The word "water" occurs in some lines of the listing. Copy those lines.

+++++

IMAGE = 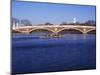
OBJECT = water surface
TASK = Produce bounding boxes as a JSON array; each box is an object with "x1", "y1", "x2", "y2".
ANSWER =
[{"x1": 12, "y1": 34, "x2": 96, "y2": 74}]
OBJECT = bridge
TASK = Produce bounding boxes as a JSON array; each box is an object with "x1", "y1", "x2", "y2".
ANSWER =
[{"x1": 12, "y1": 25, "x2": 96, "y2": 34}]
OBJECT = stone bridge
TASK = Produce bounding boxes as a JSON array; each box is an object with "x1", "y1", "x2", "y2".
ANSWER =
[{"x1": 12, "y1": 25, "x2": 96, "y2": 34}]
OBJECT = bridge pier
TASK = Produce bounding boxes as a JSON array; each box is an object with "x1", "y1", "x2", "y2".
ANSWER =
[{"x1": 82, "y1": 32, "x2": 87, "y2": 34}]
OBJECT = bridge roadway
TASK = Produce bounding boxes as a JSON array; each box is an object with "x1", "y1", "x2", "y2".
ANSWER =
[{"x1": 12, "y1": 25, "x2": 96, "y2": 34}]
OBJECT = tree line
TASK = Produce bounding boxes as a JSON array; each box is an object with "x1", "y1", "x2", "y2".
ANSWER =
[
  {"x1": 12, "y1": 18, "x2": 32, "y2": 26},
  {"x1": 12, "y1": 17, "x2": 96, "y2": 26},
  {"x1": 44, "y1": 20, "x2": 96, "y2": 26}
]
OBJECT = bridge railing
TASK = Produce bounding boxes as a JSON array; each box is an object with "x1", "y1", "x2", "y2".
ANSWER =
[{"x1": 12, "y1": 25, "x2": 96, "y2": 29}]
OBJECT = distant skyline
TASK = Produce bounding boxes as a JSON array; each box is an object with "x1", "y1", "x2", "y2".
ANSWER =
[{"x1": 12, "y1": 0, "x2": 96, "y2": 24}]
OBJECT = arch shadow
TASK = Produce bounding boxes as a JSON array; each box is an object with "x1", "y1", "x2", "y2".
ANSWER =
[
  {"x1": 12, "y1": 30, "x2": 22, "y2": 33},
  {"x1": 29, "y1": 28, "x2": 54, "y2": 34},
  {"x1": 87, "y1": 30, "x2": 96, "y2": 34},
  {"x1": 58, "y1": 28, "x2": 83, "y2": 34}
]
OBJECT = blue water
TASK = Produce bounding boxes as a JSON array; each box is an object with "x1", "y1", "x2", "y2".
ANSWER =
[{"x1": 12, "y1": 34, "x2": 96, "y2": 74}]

+++++

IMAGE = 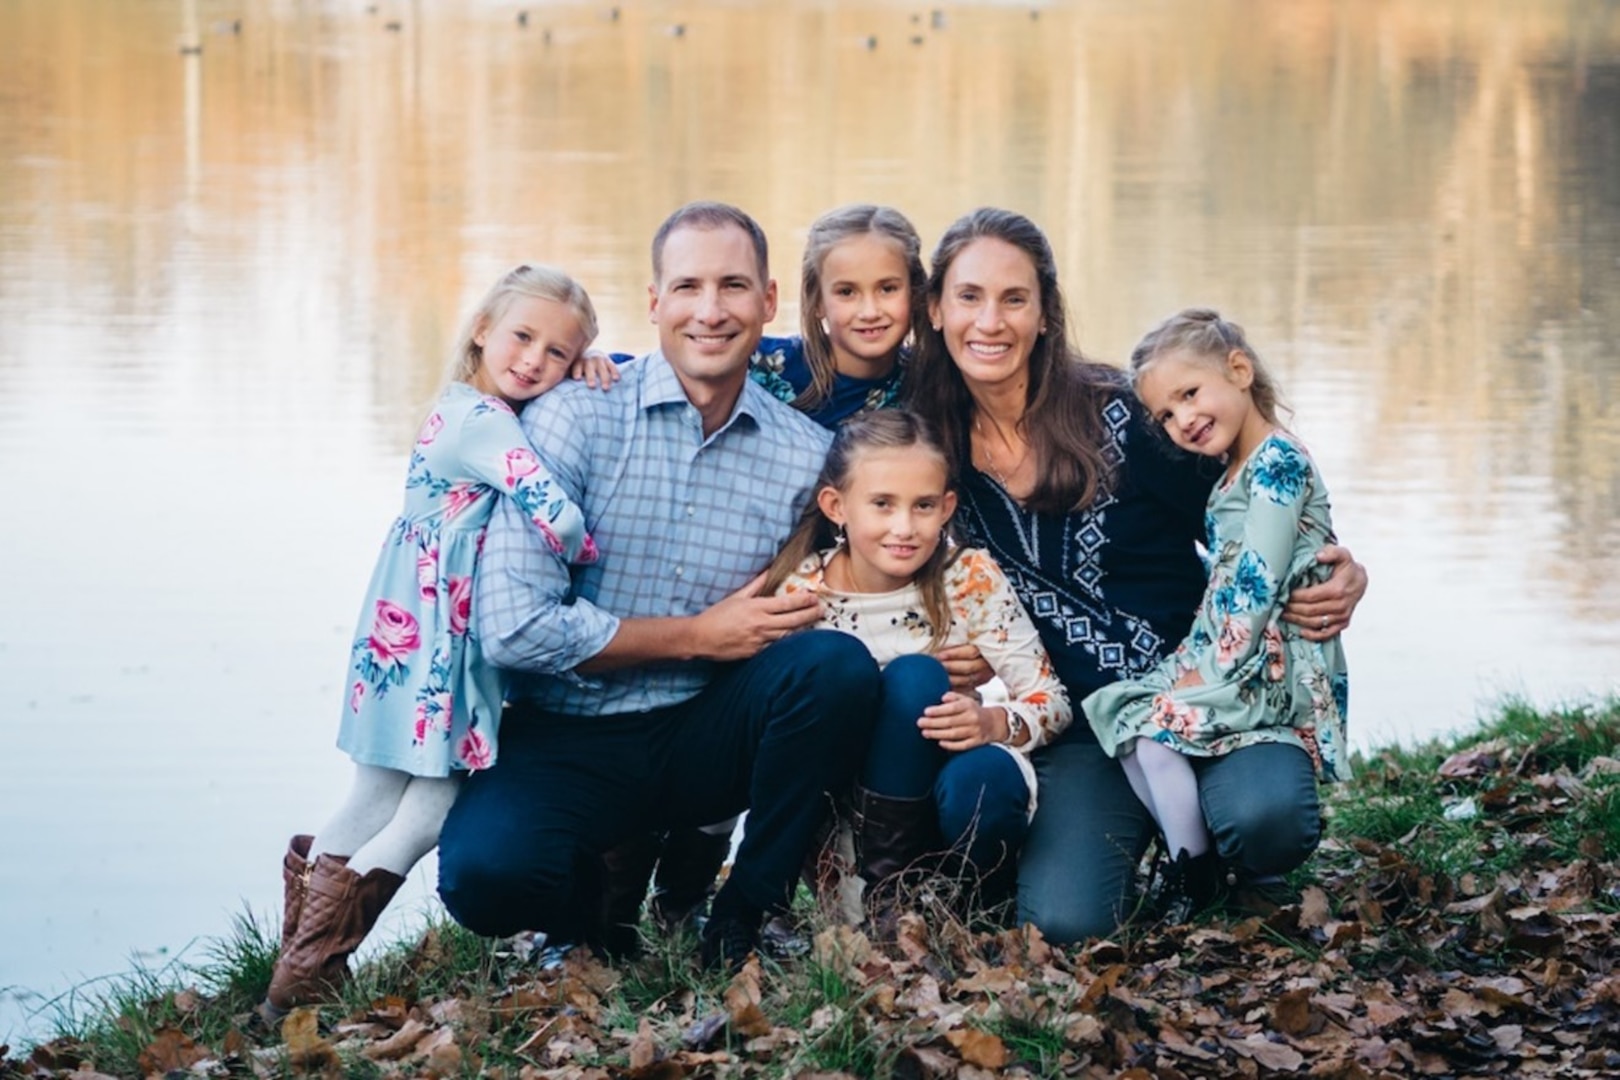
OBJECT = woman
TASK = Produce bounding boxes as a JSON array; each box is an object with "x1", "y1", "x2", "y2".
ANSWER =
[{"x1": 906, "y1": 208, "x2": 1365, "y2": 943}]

+++++

COMPLETED EXERCISE >>
OBJECT = water surface
OBJECT = blue water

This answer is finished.